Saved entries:
________________

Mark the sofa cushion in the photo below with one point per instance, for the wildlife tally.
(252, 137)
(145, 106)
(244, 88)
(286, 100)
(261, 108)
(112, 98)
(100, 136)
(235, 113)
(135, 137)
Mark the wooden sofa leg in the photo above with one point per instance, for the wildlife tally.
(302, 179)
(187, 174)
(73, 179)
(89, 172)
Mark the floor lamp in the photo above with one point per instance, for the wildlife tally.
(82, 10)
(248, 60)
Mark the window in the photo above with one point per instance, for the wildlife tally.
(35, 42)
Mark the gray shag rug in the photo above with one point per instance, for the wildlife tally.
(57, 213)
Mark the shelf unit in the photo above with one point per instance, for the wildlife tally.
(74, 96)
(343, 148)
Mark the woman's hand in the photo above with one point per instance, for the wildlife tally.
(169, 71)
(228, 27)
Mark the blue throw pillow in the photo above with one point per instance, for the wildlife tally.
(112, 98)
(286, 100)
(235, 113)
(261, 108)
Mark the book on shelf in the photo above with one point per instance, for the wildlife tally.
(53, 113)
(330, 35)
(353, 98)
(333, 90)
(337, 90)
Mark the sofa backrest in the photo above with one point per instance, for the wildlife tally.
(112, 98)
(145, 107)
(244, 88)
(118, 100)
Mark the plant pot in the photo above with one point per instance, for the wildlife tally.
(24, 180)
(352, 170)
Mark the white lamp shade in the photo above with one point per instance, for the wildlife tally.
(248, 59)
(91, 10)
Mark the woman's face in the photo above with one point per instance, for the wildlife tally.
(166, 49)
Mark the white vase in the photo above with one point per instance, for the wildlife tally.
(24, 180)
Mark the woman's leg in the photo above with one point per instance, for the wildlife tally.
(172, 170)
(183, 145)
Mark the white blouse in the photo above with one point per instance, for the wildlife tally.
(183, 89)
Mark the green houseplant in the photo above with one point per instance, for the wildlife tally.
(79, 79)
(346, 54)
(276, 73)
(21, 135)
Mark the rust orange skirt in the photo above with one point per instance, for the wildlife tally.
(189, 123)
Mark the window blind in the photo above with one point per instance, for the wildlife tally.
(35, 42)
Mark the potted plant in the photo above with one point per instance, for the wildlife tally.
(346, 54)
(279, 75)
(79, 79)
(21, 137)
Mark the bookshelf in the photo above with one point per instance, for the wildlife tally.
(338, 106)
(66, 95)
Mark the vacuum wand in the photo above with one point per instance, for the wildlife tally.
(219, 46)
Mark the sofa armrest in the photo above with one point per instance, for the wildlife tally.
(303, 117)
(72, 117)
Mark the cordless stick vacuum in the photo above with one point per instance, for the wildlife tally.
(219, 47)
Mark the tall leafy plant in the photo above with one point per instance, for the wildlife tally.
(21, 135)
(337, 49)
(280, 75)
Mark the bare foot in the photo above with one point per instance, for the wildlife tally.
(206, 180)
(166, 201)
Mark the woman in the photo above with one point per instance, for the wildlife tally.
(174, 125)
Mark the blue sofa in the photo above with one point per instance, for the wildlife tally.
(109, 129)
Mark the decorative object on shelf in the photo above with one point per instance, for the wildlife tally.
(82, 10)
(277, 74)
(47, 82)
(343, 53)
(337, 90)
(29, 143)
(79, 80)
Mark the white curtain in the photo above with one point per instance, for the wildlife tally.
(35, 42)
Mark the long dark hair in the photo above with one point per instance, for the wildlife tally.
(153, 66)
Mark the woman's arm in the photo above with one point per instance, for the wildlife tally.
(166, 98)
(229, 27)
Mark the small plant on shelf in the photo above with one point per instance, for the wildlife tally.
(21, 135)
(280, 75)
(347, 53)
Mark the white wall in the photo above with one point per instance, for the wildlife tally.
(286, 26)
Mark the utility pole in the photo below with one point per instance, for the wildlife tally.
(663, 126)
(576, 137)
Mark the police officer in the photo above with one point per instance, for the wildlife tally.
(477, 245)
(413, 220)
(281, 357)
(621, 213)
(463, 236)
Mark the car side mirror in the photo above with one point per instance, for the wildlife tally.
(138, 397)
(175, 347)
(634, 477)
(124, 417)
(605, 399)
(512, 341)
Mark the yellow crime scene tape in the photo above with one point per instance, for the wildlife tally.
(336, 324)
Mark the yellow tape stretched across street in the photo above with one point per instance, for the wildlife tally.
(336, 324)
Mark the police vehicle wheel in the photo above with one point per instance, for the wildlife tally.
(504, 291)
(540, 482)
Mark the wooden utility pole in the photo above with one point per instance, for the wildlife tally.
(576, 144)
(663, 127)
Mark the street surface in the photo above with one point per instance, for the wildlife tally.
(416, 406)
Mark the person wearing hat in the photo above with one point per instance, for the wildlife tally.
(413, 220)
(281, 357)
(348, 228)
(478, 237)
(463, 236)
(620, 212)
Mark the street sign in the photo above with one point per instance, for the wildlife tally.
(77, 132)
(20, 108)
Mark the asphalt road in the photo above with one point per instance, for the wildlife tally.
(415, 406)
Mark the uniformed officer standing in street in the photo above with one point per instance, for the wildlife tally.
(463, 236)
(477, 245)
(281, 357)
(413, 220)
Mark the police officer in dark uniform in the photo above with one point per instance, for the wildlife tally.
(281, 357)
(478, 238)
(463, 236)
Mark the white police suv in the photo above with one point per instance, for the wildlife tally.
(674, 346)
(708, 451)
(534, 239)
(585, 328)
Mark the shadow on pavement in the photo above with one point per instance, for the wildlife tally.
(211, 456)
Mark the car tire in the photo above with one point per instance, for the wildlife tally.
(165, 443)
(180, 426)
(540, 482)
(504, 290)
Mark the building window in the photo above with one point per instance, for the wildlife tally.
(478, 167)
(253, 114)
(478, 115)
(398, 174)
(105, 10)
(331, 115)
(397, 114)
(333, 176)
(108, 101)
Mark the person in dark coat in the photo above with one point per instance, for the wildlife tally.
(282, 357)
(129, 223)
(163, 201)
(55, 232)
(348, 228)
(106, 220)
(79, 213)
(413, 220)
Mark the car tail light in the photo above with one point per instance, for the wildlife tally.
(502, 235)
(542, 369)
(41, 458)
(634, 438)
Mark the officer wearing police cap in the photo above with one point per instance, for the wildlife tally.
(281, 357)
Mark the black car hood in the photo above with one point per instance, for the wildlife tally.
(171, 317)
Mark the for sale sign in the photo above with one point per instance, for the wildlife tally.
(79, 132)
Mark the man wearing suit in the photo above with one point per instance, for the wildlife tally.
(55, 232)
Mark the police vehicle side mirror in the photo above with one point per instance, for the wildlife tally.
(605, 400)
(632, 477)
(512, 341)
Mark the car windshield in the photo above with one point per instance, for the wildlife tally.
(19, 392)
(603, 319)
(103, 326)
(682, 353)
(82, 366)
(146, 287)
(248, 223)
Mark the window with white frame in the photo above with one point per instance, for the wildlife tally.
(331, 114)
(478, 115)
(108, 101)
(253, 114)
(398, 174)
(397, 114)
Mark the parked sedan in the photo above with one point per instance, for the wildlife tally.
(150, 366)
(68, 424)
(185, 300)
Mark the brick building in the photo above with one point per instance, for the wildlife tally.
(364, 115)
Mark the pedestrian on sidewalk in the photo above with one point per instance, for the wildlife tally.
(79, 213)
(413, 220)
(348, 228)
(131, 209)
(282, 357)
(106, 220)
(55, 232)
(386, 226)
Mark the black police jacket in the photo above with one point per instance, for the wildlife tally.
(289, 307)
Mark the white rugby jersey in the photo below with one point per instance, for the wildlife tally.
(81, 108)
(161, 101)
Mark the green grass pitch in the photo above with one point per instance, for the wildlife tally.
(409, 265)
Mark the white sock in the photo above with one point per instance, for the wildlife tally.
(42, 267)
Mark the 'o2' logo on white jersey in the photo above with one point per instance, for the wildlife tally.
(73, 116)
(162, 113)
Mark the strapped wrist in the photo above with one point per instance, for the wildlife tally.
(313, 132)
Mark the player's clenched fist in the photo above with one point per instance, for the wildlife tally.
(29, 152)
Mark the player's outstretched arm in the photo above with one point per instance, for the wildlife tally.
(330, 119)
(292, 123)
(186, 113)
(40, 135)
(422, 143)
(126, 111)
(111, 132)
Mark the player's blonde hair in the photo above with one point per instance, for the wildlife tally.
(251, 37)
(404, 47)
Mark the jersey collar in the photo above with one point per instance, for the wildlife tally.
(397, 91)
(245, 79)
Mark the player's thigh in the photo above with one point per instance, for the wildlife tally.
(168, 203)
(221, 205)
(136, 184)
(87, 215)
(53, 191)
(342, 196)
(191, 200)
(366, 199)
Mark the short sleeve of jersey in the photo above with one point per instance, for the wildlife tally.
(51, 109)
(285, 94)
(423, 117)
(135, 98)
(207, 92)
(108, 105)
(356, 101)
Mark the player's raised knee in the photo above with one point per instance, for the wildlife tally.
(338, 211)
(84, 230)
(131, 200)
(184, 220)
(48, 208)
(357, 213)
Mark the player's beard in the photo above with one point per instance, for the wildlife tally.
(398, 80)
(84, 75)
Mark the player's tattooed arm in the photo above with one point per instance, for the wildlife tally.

________________

Instructions to follow: Would you please set down the lines from the one with "Mark the short" to the end of the data above, exactly and without any other lines?

Solution below:
Mark the short sleeve of jersey in the photo above with one point per instance, for the wildlife tally.
(51, 109)
(285, 94)
(423, 117)
(135, 98)
(207, 92)
(108, 105)
(356, 101)
Mark the player's raised knee in the photo above with one point per instance, for the wildlife tally.
(338, 211)
(84, 230)
(131, 200)
(184, 220)
(48, 208)
(357, 213)
Mark the player's beard in the photo above with one point per instance, for the wildlife tally.
(398, 80)
(84, 75)
Mark the player's tattooed arm in the photo above with one point per instance, for the wildlife tally.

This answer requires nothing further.